======== Fragmento del texto
La heroicidad nacionalista actual sigue comprando el lema de la «España Una, Grande y Libre» de otras formas. Ahora las princesas juran banderas. El paradigma institucional actual y su concepto de igualdad está encerrado en este gesto.
Estar entre dos fuegos, como contaba Marisol Molina, es habitar aún hoy un destierro tan cultural como divino. El castigo a la zeta representaba el ideal de mujer que se nos imponía. Más accesible para unas que para otras. Nos querían más finas. Teníamos que adelgazarnos en raíces y desaparecernos. Lo contaba Pepa Flores (Málaga, 1948): «Tuve que castellanizar mi acento y otras cosas».
Lo mismo le pasó a la granaína Rosa López (Láchar, 1981) que, tras su paso por un Operación Triunfo que transformó su conversión en espectáculo gordofóbico y andaluzofóbico, aseguraba sentir pánico cuando volvía a Granada: «Retrocedo demasiado. Empiezo a hablar mal, como mucho. Antes me sentía un poco extraña estando en mi casa. Me encuentro como en medio de dos realidades».
================
→ **Qué se pide**
Continúa el fragmento sobre el acento andaluz y el ideal de mujer impuesto a partir de su última oración.
======== Información registrada
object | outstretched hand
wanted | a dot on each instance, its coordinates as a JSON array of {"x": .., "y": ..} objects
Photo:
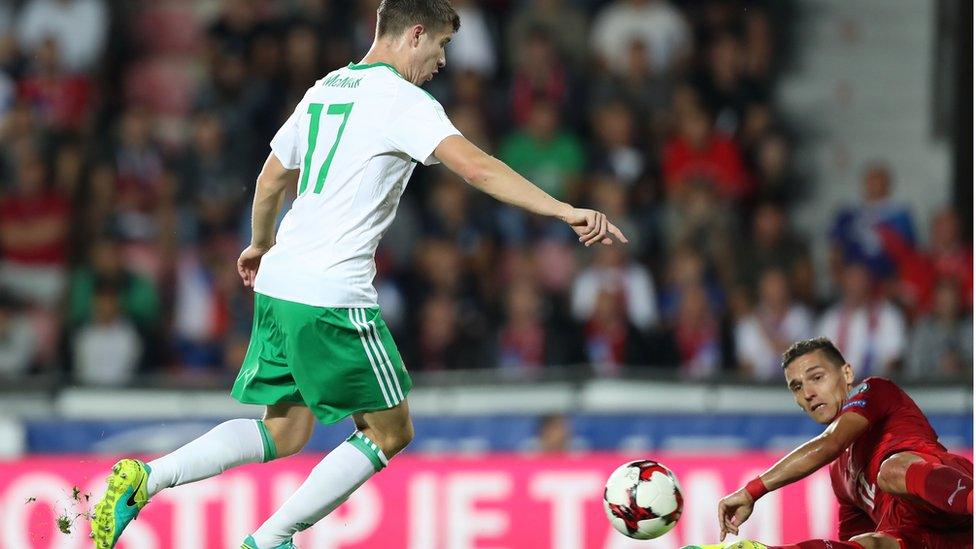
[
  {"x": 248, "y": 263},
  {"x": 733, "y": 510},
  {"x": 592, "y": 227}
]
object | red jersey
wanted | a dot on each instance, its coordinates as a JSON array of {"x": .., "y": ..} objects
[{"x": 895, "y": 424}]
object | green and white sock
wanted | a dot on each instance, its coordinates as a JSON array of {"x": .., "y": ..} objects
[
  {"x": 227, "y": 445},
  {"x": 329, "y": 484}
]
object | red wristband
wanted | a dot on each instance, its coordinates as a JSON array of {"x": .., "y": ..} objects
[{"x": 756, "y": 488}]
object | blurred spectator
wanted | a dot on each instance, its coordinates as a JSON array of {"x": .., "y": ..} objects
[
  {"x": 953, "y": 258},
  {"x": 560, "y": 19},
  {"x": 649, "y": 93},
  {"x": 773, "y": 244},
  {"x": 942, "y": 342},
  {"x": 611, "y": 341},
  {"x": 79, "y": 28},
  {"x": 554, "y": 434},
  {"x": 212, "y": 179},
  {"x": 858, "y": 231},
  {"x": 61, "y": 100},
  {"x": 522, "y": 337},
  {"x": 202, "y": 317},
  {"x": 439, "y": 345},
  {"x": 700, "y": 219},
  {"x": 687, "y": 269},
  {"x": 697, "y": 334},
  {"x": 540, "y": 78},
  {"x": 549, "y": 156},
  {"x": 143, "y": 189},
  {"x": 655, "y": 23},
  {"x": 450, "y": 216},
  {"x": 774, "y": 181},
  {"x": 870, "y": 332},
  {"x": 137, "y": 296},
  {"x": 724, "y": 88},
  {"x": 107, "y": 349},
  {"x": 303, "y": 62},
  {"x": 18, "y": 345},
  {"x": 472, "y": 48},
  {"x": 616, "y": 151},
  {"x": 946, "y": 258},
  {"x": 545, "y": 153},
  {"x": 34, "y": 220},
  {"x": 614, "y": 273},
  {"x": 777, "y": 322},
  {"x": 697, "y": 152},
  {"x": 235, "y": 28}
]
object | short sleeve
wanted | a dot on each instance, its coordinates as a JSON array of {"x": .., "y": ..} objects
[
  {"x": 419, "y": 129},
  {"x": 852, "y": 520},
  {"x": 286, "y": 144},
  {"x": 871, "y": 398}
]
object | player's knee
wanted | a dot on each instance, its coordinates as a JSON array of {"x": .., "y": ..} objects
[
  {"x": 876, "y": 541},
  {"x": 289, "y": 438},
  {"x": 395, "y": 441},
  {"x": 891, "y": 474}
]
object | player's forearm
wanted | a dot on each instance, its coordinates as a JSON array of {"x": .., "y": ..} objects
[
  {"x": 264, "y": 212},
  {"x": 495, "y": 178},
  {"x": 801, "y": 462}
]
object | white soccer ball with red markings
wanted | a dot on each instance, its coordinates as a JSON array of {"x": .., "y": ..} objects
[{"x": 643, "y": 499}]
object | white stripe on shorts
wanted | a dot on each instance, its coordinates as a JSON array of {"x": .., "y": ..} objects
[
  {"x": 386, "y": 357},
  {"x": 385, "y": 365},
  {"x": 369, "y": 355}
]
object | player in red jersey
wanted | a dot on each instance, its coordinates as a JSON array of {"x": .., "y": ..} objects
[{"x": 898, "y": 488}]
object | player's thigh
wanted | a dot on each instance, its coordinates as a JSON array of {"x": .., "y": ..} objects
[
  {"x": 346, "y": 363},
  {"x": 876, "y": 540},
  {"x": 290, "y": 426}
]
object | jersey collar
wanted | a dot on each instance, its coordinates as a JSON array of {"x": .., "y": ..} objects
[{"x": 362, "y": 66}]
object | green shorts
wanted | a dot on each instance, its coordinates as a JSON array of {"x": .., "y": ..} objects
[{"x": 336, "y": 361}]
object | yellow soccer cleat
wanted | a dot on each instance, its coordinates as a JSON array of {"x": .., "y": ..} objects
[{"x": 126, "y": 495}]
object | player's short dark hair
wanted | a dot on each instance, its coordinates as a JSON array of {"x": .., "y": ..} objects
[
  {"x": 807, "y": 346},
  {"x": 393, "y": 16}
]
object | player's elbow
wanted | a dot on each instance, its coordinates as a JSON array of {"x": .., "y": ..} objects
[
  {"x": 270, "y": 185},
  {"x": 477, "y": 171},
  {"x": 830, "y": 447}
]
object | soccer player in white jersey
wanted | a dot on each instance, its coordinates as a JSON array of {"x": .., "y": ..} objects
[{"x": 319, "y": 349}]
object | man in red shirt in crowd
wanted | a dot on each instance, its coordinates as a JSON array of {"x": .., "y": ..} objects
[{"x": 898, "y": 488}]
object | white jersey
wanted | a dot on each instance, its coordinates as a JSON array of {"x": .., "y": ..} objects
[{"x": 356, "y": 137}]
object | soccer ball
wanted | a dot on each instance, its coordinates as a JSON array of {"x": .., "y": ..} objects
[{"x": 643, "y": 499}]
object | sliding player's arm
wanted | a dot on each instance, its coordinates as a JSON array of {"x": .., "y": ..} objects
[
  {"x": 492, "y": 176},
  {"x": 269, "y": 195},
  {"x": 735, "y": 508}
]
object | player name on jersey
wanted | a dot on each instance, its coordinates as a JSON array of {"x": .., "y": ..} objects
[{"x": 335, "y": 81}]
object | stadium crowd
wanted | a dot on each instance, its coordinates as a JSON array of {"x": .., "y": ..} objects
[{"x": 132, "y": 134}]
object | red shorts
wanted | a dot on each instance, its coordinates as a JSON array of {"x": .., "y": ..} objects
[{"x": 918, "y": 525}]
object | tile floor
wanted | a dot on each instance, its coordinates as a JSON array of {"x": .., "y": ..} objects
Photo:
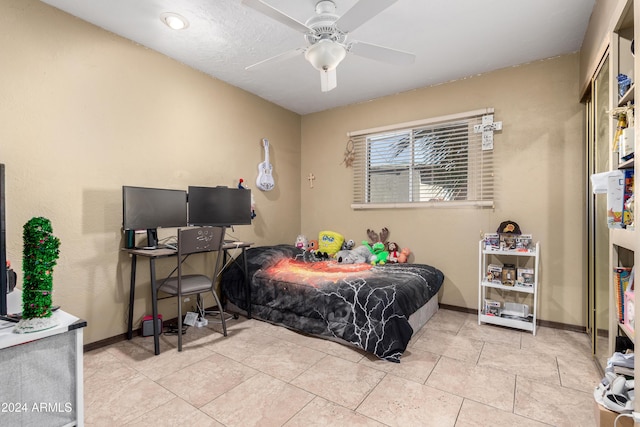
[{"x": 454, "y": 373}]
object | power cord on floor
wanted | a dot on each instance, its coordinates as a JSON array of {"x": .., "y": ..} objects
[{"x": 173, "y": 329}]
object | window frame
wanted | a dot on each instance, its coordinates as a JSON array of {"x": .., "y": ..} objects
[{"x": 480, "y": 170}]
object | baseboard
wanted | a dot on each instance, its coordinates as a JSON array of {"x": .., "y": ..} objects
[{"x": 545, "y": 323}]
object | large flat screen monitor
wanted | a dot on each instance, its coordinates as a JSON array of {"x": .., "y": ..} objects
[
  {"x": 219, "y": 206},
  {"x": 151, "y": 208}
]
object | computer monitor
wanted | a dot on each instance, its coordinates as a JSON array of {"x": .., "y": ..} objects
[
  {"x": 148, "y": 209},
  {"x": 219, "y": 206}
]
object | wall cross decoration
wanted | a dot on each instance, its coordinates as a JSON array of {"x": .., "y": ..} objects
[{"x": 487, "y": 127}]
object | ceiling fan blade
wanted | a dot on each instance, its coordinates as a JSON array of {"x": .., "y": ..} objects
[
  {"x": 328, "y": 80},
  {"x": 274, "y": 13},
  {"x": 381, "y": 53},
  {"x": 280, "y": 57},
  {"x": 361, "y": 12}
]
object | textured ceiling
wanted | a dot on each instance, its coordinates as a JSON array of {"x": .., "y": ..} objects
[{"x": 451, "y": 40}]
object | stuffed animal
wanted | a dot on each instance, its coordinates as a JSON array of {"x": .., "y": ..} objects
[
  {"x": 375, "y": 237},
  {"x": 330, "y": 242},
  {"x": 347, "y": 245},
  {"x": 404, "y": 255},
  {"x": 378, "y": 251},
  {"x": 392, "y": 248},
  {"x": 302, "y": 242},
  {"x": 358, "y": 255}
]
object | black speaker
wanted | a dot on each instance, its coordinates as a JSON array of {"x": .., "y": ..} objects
================
→ **Tu respuesta**
López manifestó habitar un constante sentimiento de culpa que la había acompañado toda su vida, además de vivenciar la historia propia como no-lugar. Ser andaluza es sentirte impostora hasta de serlo. Contener el síndrome desde una doble anulación de voz. Desde un neutro violento y sectario. Desde un en medio: cielo y suelo, norte y sur, bien y mal.
«Yo no podía hablar porque yo no sabía hablar. Porque yo era una analfabeta. Porque yo era un bulto. Porque yo no valía un duro.» Lo contaba Ana Orantes (Granada, 1937).
Homogeneización, turismo, salud mental, doces de octubre, fronteras… El paradigma del desarrollo sigue apuntando a lo insostenible desde una moral confesional, imperialista, mercantilista, blanquecina y diestra. Lo siniestro son los paradigmas descendidos a la categoría de infierno y vergüenza. La violencia de género, por estos lares, es inseparable de su religiosidad y su «decencia».
Cuando la llamaban por teléfono desde algún servicio público, incluía las eses en su charla con una habilidad pasmosa. Abandonaba el ceceo como si de una actriz profesional se tratara. Y se escondía. Se escondía de los suyos, de su casa. Metía la cabeza dentro del aparato y permanecía encogida, agazapada en algún rincón hasta que la conversación terminaba. Lo hacía para que no la escucharan, para no recibir violencia y burla también de los suyos.
Tras este cambio repentino de registro, habitaba una memoria colectiva de represión cultural. Un gesto medio inconsciente heredado y repetido. Ella decía no darse cuenta.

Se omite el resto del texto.